(Dataset records)
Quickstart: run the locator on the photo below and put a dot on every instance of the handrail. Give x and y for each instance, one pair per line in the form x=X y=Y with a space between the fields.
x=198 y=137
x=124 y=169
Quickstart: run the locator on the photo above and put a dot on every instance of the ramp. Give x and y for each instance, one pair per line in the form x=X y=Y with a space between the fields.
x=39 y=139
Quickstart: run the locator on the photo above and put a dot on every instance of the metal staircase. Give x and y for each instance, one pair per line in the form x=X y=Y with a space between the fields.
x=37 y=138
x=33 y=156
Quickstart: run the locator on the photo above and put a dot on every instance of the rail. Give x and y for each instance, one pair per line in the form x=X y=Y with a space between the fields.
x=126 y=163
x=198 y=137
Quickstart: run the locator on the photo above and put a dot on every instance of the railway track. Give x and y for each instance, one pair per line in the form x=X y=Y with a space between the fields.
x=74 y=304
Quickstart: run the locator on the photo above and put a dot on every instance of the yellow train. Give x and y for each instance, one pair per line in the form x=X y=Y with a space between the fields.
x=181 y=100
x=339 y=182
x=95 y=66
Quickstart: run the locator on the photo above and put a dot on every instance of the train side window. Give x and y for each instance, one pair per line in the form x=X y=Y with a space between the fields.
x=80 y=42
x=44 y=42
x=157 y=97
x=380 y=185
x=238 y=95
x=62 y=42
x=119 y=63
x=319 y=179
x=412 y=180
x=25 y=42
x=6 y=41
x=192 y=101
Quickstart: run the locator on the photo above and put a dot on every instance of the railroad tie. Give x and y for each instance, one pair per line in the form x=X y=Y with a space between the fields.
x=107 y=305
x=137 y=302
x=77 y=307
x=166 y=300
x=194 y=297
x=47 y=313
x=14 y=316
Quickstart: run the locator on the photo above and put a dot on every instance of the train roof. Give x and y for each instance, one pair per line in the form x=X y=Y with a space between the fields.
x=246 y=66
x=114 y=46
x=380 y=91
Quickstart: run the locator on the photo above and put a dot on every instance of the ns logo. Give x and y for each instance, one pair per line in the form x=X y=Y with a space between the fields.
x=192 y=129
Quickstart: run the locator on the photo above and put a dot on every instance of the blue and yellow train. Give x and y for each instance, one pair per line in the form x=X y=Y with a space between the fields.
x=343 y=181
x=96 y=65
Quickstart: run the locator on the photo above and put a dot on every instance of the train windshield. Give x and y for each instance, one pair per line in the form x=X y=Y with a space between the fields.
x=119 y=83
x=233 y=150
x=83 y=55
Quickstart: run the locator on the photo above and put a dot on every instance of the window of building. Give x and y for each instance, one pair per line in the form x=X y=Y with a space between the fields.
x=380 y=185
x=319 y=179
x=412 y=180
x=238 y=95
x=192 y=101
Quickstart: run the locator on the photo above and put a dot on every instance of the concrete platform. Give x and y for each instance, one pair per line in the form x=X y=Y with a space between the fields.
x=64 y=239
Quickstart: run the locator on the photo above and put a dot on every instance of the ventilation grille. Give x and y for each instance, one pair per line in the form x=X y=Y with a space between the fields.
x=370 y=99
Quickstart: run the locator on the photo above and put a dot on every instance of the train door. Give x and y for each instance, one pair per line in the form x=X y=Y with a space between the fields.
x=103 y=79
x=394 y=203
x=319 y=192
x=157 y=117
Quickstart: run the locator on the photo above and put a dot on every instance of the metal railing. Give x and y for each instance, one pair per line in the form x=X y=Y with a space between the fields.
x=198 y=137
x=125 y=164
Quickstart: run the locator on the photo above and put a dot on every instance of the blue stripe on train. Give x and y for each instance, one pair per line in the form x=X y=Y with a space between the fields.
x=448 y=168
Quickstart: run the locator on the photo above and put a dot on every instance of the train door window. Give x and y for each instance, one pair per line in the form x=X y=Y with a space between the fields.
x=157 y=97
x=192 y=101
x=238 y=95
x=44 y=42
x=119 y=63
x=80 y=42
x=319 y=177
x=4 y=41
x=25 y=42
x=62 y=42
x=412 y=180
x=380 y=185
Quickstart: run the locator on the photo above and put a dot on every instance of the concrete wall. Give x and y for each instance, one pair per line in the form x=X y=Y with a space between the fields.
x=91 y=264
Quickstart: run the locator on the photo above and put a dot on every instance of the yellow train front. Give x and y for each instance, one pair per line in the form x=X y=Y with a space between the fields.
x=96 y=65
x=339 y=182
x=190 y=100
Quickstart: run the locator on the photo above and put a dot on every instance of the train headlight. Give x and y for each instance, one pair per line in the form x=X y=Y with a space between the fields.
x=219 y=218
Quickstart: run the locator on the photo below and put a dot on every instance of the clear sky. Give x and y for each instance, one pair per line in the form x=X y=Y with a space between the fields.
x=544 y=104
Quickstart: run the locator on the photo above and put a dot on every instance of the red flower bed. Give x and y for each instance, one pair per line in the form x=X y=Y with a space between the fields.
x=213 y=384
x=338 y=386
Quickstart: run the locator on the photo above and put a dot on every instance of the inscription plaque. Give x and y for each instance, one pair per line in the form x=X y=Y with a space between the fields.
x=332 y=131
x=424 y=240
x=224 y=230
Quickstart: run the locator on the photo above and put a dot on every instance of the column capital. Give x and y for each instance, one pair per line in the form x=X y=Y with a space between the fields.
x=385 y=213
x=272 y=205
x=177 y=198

(Requirement) Word for word, every record must be given again.

(Response to the exercise)
Quickstart: run the locator on the photo below and put a dot on every instance of the handrail. Give x and y for each instance, one pair per line in the form x=X y=Y with a space between the fields.
x=198 y=137
x=124 y=169
Quickstart: run the locator on the photo above and put a dot on every instance of the ramp. Give x and y for each instance, one pair per line in the form x=X y=Y with a space between the fields.
x=39 y=139
Quickstart: run the locator on the photo above and put a dot on every instance of the metal staircase. Give x and y for each instance, one pair per line in the form x=X y=Y with a space between the fields.
x=37 y=138
x=33 y=156
Quickstart: run the locator on the photo above and put a dot on every instance of the rail. Give x and y for each instance, one pair per line in the form x=X y=Y with a space between the fields.
x=126 y=163
x=198 y=137
Quickstart: run the locator on the photo above and put a dot on every instance of the railway track. Give x and y for each instance, one pair per line in the form x=X y=Y with a space between the fields.
x=74 y=304
Quickstart: run the locator on the photo above and put a dot on every instance of the yellow train. Give x and y for each instance, one pair per line in the form x=X y=Y with a space between the fields.
x=181 y=100
x=339 y=182
x=95 y=66
Quickstart: run the locator on the photo above and put a dot on every instance of the train side window. Give x and y for each instance, one pair per line in the form x=X y=Y with a space between the fields.
x=80 y=42
x=44 y=42
x=157 y=97
x=380 y=185
x=238 y=95
x=62 y=42
x=119 y=63
x=319 y=179
x=412 y=180
x=25 y=42
x=6 y=41
x=192 y=101
Quickstart: run the locator on the photo above and put a dot on every instance of the railroad tie. Give x and y for each instance, one pair per line in the form x=X y=Y with a space between the fields.
x=107 y=305
x=137 y=302
x=77 y=307
x=166 y=300
x=194 y=297
x=47 y=313
x=14 y=316
Quickstart: run the locator on the photo above and put a dot on every instance of the train roof. Give x and y for each instance, one pair per line in the form x=X y=Y with a space between the fields.
x=246 y=66
x=114 y=46
x=380 y=91
Quickstart: run the locator on the photo above and put a dot on every instance of the ns logo. Give x and y for each instance, one pair per line in the form x=X y=Y with a space between the fields.
x=192 y=129
Quickstart: run the locator on the photo above and put a dot on every instance of the blue and yellow train. Give x and y for each instance, one pair per line in the form x=X y=Y with a space between the fields.
x=343 y=181
x=96 y=65
Quickstart: run the locator on the photo above and put a dot on every instance of the train windshield. Give x and y for each instance, one pair per line in the form x=X y=Y with a space between the fields.
x=119 y=83
x=233 y=150
x=83 y=55
Quickstart: run the locator on the photo above and put a dot on every instance of the window of building. Give x and y for each instance, one pair per line in the form x=X y=Y with a space between the fields.
x=380 y=185
x=319 y=179
x=412 y=180
x=238 y=95
x=192 y=101
Quickstart: run the locator on the photo above and put a dot on every instance of the concrete platform. Give x and y for each instance, one pair per line in the form x=X y=Y with a space between the fields.
x=64 y=239
Quickstart: run the locator on the photo above and put a dot on every instance of the ventilation grille. Give x and y for each instance, one pair per line in the form x=X y=Y with a space between the fields.
x=370 y=99
Quickstart: run the locator on the photo above and put a dot on every instance of the train door. Give x and y for each instance, one pair per line in the form x=X y=Y with a space between the fields.
x=103 y=79
x=394 y=203
x=319 y=192
x=157 y=117
Quickstart: run the locator on the photo above and put a dot on every instance of the metal railing. Give x and y for each instance, one pair per line in the form x=X y=Y with a space between the fields.
x=198 y=137
x=125 y=164
Quickstart: run the locator on the photo above and put a dot on every instance of the blue stripe on train. Give x and y for each instance, one pair per line in the form x=X y=Y with a space between the fields.
x=448 y=168
Quickstart: run the locator on the photo above and put a dot on every instance of the train door window. Give x and y for each instance, one pair per line in the form x=X y=Y with a space between the fields.
x=157 y=97
x=192 y=101
x=238 y=95
x=44 y=42
x=119 y=63
x=80 y=42
x=319 y=177
x=4 y=41
x=25 y=42
x=62 y=42
x=412 y=180
x=380 y=185
Quickstart: run the locator on the photo above and put a dot on every instance of the concrete wall. Give x and y for each instance, one pair per line in the form x=X y=Y with a space between the fields.
x=91 y=264
Quickstart: run the locator on the photo above and put a dot on every instance of the yellow train front. Give x and y for each instance, one pair per line in the form x=X y=Y with a space between the fields.
x=96 y=65
x=339 y=182
x=190 y=100
Quickstart: run the locator on the photo above and put a dot on every instance of the train headlight. Give x and y for each instance, one pair per line in the form x=X y=Y with a space between the fields.
x=219 y=218
Quickstart: run the locator on the photo below and put a dot on every instance of the clear sky. Give x and y for each instance, one pair per line in the form x=X y=Y with a space between the fields.
x=544 y=104
Quickstart: run the locator on the photo above and put a dot on every instance of the red flower bed. Give x and y for each instance, one pair per line in the form x=X y=Y with a space between the fields.
x=213 y=384
x=338 y=386
Quickstart: run the locator on the photo above and put a dot on every instance of the inscription plaque. Give x and y for each instance, one pair per line in the form x=X y=Y with a space between the fields.
x=332 y=131
x=424 y=240
x=224 y=230
Quickstart: run the locator on the photo above and put a dot on every instance of the column capital. Give x and y for each instance, one pair per line in the form x=X y=Y with a space between the fields.
x=385 y=213
x=272 y=205
x=177 y=198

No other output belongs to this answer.